-- Begin Available data --

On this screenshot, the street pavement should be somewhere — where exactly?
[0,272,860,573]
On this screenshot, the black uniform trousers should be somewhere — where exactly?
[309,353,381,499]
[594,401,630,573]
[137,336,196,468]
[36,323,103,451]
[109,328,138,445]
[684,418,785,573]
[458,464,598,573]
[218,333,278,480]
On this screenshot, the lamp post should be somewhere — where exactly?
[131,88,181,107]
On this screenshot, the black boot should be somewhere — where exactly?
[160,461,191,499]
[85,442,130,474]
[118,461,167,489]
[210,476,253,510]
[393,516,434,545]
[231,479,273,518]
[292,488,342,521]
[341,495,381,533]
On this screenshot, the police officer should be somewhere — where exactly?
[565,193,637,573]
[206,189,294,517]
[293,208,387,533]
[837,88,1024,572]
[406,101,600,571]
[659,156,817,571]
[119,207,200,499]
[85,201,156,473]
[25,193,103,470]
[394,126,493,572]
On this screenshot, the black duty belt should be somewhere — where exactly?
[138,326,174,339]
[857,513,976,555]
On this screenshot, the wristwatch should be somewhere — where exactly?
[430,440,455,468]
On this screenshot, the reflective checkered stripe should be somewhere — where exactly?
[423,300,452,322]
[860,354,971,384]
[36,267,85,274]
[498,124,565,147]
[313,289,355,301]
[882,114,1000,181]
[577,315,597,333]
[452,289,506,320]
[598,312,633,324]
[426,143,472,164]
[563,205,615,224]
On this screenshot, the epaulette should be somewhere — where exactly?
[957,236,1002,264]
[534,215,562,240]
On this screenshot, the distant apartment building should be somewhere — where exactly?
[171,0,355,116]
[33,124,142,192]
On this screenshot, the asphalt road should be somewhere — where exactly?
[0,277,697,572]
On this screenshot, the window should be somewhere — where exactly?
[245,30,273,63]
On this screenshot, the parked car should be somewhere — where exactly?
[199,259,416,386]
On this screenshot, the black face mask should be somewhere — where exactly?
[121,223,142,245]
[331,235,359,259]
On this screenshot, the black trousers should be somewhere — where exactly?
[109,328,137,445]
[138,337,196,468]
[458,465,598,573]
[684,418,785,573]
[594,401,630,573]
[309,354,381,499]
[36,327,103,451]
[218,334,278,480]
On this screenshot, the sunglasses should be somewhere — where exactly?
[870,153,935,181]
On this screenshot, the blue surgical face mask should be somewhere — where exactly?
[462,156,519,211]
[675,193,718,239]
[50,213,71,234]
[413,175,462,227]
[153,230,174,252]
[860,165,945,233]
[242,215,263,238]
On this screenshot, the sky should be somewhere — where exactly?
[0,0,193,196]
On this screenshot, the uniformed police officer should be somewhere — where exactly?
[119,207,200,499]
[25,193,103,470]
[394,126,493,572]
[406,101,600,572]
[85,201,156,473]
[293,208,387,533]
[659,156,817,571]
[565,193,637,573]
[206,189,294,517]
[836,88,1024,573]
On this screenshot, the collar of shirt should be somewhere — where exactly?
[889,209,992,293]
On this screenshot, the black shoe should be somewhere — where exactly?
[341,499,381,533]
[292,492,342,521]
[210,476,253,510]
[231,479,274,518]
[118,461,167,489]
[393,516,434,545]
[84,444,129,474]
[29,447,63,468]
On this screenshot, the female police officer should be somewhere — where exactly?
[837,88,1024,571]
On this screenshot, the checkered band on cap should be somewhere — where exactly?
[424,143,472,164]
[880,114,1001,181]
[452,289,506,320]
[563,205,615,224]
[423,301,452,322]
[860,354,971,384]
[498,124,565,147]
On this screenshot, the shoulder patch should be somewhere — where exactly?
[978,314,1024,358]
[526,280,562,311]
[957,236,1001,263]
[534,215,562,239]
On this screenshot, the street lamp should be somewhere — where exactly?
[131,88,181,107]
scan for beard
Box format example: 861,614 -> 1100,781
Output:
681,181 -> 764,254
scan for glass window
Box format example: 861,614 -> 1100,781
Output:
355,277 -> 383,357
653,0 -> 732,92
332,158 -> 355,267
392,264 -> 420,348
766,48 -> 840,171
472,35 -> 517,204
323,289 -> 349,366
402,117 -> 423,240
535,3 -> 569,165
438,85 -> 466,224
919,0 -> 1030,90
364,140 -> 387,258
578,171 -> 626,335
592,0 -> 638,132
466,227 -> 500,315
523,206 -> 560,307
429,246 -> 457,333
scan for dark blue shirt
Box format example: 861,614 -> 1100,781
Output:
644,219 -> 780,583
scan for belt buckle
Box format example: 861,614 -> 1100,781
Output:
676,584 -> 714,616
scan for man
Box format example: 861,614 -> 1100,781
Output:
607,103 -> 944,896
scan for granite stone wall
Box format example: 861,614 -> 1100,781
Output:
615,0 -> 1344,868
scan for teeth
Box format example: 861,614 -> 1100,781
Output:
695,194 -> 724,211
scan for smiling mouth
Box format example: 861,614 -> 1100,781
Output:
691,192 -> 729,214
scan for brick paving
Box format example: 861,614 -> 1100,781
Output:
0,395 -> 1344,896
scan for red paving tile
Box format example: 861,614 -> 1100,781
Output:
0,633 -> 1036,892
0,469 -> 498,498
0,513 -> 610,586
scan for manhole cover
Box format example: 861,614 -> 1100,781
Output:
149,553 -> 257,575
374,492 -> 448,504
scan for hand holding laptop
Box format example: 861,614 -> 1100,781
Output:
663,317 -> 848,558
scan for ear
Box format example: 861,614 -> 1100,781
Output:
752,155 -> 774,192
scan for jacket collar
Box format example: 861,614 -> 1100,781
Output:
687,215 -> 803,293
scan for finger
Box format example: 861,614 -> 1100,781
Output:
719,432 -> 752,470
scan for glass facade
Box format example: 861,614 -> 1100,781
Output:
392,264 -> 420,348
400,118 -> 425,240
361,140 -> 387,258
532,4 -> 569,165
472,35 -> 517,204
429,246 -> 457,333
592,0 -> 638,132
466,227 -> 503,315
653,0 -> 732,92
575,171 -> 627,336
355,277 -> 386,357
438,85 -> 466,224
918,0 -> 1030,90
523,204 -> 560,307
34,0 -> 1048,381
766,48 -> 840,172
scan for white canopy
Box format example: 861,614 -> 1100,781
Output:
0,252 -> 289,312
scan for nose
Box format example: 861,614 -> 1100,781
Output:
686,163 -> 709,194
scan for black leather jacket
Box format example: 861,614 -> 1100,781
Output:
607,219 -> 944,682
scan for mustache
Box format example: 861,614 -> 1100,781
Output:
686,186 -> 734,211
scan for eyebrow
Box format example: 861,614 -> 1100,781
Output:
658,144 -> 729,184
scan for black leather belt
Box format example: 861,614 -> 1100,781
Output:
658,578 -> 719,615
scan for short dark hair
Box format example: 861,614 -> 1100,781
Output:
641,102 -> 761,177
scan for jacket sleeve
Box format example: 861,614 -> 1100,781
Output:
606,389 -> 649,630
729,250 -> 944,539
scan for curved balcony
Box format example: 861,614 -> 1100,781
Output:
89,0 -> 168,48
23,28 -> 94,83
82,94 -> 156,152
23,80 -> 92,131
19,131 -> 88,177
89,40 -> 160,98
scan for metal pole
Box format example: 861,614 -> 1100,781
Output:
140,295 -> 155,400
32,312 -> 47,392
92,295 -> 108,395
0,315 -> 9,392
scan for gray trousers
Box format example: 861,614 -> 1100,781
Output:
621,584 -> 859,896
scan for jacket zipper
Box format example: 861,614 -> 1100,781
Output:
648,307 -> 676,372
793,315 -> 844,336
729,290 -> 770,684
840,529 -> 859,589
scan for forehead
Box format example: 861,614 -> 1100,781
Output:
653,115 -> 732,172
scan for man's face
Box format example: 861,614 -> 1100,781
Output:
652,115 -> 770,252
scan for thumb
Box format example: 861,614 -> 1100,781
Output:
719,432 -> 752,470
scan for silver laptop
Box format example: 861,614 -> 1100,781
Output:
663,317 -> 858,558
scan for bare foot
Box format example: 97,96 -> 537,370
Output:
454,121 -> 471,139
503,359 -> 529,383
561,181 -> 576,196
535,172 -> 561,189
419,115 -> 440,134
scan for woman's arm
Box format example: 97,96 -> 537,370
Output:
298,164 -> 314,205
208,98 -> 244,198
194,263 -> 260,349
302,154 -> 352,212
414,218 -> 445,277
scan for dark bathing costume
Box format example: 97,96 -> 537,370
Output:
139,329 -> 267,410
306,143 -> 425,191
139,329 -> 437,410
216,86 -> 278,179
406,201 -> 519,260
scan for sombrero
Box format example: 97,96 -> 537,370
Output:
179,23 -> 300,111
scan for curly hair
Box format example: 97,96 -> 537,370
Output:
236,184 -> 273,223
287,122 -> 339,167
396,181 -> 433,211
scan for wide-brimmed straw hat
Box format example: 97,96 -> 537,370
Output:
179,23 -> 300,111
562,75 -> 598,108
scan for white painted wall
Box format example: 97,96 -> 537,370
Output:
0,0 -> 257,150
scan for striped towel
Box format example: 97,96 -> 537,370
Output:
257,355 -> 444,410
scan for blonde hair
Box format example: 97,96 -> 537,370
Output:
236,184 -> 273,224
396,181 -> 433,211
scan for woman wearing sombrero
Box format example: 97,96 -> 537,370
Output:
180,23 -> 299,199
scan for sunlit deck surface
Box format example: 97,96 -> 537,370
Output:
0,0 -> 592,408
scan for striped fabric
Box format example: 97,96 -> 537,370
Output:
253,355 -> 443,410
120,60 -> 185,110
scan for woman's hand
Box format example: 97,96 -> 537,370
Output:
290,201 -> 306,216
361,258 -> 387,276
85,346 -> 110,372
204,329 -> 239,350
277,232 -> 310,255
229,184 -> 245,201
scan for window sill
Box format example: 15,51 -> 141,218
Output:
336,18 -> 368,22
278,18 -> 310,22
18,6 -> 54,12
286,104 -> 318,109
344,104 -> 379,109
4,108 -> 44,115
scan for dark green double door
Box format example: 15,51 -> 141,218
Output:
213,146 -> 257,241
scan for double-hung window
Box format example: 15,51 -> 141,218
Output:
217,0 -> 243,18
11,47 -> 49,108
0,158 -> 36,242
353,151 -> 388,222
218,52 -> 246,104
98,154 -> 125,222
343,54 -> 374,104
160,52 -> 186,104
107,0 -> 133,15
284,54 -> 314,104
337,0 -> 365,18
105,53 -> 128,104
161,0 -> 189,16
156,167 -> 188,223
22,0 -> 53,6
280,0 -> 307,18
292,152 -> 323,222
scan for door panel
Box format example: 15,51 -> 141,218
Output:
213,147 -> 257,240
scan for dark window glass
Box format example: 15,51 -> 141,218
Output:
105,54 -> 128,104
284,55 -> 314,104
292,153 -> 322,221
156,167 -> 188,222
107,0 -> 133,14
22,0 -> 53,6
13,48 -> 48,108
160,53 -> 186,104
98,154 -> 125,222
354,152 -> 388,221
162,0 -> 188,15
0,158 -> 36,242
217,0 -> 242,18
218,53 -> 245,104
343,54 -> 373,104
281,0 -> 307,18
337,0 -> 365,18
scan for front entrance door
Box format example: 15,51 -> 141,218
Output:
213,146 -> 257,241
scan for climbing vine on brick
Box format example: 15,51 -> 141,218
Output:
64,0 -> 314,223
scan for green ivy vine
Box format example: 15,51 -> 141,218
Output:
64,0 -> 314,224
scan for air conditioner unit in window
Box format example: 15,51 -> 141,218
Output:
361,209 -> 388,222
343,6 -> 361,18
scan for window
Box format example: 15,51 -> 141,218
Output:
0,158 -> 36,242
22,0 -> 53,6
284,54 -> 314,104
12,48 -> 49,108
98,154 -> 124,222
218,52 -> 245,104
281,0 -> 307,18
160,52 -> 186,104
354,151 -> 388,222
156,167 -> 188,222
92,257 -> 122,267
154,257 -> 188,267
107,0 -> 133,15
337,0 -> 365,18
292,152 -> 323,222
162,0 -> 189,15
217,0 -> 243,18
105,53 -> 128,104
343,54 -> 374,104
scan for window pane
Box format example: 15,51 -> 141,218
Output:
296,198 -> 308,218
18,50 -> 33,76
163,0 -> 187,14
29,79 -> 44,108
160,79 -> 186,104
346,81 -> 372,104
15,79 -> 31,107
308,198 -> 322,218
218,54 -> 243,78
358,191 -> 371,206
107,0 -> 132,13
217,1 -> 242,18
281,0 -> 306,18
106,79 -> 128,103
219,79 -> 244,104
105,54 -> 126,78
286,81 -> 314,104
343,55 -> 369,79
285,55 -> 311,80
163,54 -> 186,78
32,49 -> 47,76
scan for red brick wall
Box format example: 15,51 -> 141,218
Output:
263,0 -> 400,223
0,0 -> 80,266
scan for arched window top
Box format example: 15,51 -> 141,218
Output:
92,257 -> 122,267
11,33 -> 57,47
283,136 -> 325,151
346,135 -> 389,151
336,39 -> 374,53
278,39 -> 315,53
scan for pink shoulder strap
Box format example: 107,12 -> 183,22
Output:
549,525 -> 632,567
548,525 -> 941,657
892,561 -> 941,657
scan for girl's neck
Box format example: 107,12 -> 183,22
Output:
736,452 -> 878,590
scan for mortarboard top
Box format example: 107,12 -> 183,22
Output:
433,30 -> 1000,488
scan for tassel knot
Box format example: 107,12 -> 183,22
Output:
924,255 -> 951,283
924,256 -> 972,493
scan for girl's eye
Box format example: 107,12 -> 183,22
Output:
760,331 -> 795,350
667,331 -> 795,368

-- End Available data --

» **Challenge**: Format the items starting at the line containing "scan for mustache" and ending at the line containing "414,218 -> 445,277" as a two-column CSV with the header columns "item_text" and "answer", one row per item. Put each item's text and its answer in a single quoted field, with line breaks replaced by spaces.

» **Answer to the exercise**:
item_text,answer
"scan for mustache Box format example: 861,614 -> 1100,781 Output:","686,186 -> 734,211"
"scan for eyebrow Box format example: 861,614 -> 1100,781 Output:","658,144 -> 729,184"
"scan for black leather belt Box format example: 861,614 -> 1100,781 Output:","658,578 -> 719,615"
"scan for short dark hair Box format example: 861,614 -> 1100,781 Output:","641,102 -> 761,177"
"scan for jacket sleeve Box format example: 861,614 -> 1100,781 Output:","606,389 -> 649,630 729,250 -> 944,539"
"scan for curved balcony Box format example: 861,614 -> 1100,781 Output:","89,0 -> 168,48 23,28 -> 94,83 82,94 -> 156,152 23,80 -> 92,131 19,131 -> 88,177 89,40 -> 160,98"
"scan for metal pole Box format example: 861,614 -> 1100,781 Output:","140,295 -> 155,400 32,312 -> 47,392 92,295 -> 108,395 0,315 -> 9,392"
"scan for gray trousers Box format example: 861,614 -> 1100,781 Output:","621,584 -> 859,896"
"scan for jacket zipper Box format example: 861,614 -> 1100,781 Output:","648,307 -> 676,372 793,315 -> 844,336 729,290 -> 770,684 840,529 -> 859,589"
"scan for forehead Box format example: 861,614 -> 1100,781 Output:","653,115 -> 732,172"
"scan for man's face Box format example: 861,614 -> 1100,781 Output:","652,115 -> 770,252"
"scan for thumb Box format example: 861,614 -> 1100,781 Output:","719,432 -> 752,470"
"scan for silver laptop Box format example: 861,614 -> 1100,781 Output:","663,317 -> 858,558"
"scan for bare foot Box format example: 97,96 -> 537,370 Output:","454,121 -> 471,139 503,359 -> 529,383 561,181 -> 576,196 535,172 -> 561,189 419,115 -> 440,134"
"scan for woman's arm Box format example: 97,96 -> 537,370 Output:","298,164 -> 314,205 208,98 -> 244,198 194,263 -> 260,349 302,154 -> 352,212 414,218 -> 445,277"